--- BEGIN RAW DATA ---

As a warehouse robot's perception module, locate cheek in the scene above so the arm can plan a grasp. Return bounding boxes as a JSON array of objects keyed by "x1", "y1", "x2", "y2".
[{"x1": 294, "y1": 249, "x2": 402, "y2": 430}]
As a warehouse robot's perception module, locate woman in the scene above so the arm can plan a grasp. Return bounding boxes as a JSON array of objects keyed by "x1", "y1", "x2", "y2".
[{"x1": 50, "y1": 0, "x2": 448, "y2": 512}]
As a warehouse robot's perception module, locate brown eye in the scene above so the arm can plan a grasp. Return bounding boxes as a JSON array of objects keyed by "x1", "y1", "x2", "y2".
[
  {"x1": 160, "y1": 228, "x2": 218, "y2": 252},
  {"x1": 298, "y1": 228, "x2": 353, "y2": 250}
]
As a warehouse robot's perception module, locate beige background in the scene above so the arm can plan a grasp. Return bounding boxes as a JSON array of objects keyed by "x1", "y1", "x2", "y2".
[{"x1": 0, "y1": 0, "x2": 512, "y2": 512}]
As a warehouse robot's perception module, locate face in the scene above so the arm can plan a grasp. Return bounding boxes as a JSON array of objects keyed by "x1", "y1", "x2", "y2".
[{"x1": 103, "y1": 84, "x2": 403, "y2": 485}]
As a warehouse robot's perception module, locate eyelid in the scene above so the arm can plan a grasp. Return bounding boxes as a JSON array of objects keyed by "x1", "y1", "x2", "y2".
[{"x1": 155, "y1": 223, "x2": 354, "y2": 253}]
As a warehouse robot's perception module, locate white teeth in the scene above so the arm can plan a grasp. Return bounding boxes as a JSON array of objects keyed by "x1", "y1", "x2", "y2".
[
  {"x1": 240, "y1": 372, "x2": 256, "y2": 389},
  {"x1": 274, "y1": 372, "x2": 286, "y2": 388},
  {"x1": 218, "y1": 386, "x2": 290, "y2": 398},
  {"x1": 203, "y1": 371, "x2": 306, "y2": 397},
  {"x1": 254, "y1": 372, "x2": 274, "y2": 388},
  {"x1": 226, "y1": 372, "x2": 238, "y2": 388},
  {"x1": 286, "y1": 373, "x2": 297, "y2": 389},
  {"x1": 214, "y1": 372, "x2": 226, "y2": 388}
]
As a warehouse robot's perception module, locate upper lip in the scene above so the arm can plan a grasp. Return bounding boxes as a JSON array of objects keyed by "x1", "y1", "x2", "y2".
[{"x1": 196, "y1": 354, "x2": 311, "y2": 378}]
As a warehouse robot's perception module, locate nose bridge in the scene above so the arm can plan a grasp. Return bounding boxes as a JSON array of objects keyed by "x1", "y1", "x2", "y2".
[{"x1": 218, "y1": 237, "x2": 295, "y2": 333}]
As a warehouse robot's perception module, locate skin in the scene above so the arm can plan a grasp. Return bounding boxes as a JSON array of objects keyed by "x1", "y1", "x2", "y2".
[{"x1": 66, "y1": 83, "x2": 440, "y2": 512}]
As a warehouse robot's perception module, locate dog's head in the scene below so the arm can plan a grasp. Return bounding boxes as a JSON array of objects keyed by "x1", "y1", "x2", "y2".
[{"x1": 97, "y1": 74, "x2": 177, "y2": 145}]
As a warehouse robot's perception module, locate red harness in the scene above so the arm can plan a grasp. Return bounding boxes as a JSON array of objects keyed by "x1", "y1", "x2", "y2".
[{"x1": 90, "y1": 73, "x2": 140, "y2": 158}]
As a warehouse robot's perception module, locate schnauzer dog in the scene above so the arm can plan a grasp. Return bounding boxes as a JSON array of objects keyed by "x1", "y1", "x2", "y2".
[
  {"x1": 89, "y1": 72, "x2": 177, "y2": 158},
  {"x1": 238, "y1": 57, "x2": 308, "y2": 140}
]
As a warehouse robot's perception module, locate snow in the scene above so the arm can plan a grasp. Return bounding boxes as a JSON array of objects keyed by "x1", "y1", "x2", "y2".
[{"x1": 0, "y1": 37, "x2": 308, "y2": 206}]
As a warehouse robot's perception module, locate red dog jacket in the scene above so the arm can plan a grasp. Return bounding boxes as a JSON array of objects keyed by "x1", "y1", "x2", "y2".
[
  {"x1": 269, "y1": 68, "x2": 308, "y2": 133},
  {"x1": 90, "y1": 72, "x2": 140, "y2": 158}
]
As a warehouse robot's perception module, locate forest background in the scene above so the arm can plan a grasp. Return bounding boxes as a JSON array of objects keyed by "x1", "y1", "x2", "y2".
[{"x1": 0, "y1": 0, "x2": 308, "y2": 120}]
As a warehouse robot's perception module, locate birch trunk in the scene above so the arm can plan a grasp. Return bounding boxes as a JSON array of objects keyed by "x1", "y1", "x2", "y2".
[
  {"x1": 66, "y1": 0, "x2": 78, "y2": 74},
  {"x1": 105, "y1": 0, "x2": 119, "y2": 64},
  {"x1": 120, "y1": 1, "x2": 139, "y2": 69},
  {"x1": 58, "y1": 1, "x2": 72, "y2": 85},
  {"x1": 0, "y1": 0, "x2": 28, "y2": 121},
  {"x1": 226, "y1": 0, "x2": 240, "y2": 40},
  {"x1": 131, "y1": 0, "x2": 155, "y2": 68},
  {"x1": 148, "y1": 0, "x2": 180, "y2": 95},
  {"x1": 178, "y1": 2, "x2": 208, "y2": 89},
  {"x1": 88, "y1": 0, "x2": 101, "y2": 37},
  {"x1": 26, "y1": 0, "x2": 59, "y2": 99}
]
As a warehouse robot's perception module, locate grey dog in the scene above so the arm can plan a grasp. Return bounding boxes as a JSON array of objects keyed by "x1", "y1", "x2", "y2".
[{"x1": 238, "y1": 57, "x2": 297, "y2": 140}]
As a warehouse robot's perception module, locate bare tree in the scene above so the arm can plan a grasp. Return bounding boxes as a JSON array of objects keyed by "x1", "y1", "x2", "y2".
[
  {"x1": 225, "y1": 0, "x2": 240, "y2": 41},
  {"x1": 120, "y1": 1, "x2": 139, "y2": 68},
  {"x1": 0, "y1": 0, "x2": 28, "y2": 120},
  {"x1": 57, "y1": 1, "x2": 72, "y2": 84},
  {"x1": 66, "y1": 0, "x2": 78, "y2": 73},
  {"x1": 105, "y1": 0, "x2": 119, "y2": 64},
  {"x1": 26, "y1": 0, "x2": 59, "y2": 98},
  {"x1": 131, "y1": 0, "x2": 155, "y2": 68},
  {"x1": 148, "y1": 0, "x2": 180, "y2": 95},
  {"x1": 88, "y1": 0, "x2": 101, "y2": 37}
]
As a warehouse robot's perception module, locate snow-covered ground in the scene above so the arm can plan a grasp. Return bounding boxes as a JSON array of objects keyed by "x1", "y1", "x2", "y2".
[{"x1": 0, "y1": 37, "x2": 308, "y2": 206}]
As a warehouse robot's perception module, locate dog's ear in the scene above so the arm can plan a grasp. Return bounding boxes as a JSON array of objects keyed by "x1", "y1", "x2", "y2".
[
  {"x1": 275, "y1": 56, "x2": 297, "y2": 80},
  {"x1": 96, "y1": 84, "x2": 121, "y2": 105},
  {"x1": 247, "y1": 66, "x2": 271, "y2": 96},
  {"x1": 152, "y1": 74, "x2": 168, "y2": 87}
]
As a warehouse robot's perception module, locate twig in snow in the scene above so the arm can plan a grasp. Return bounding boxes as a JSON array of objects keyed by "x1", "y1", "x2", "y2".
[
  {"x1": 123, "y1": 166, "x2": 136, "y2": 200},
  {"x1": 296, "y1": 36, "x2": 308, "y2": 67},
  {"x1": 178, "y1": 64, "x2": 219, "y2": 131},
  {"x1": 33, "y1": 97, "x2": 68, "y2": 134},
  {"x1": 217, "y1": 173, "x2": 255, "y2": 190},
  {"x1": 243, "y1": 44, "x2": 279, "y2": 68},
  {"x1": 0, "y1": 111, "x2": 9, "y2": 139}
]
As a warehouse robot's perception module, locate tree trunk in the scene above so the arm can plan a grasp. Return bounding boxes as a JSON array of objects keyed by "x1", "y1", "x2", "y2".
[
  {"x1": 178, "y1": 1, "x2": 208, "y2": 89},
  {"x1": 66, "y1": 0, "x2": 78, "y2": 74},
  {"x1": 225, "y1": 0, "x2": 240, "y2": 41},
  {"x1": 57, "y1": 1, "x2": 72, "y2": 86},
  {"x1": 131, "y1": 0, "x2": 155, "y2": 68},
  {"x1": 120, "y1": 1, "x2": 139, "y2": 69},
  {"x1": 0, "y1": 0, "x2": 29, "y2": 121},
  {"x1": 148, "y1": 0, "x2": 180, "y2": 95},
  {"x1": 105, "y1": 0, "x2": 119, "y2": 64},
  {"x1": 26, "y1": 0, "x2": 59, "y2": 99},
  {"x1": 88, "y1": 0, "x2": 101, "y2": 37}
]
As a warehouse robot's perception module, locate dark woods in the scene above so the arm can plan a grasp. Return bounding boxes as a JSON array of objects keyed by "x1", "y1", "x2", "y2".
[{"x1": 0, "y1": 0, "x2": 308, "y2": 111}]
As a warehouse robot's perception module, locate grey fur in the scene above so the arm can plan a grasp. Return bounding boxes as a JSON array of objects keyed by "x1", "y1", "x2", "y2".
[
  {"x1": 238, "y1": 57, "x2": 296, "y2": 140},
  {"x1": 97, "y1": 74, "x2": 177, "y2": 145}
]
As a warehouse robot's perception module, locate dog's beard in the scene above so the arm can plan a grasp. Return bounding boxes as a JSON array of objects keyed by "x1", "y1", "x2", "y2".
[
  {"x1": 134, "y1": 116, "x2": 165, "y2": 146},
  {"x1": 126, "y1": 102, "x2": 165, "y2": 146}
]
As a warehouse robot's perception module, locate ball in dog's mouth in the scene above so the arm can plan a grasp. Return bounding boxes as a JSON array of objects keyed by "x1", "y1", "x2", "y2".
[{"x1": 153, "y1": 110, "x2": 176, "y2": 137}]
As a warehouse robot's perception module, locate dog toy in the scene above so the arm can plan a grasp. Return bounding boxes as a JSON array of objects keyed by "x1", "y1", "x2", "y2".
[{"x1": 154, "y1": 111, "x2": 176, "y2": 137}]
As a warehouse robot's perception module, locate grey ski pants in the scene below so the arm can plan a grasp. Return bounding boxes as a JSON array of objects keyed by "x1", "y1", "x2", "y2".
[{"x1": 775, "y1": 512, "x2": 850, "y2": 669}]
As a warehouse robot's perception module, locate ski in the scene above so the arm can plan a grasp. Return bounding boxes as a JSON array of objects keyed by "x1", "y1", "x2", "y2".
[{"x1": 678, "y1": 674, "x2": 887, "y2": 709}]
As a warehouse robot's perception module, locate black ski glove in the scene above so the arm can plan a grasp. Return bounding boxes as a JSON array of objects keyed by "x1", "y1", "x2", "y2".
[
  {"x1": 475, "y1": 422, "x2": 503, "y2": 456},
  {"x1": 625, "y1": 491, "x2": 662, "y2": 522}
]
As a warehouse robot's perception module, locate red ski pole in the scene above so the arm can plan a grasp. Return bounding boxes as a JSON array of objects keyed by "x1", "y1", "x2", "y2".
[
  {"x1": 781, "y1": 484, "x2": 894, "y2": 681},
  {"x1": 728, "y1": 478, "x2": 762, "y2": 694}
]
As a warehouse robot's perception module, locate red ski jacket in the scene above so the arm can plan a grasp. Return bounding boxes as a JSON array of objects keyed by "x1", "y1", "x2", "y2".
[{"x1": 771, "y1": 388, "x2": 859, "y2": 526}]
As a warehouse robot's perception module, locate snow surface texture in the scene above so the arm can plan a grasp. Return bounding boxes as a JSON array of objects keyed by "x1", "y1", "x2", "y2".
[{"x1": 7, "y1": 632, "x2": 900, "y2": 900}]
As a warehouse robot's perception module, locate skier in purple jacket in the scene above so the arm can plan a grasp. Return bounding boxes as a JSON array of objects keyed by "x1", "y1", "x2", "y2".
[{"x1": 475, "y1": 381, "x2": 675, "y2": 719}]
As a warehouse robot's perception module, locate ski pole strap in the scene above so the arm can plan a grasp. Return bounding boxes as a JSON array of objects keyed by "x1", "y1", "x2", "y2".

--- END RAW DATA ---

INSTRUCTION. Copy the records above word for word, starting at the line that contains "As a warehouse robot's perception module, locate snow surface" and continuing through the last line of the records.

WRITTEN RESPONSE.
As a warehouse robot's perception module, locate snow surface texture in the scene above so the arm can plan a grasp. Return bounding boxes as a JSON array of objects keyed by "x1", "y1", "x2", "y2".
[{"x1": 7, "y1": 632, "x2": 900, "y2": 900}]
As a warehouse robot's perception module, locate skier in purple jacket in the scene above so the arm can plan a grasp. Return bounding boxes as a JSON array of objects keyed by "x1", "y1", "x2", "y2".
[{"x1": 475, "y1": 381, "x2": 675, "y2": 719}]
As a warehouse robot's perception module, locate ski pole strap in the scene above so the arm can plan a grasp. Return bounding boxes as a JSON array of objects keyed by "x1", "y1", "x2", "y2".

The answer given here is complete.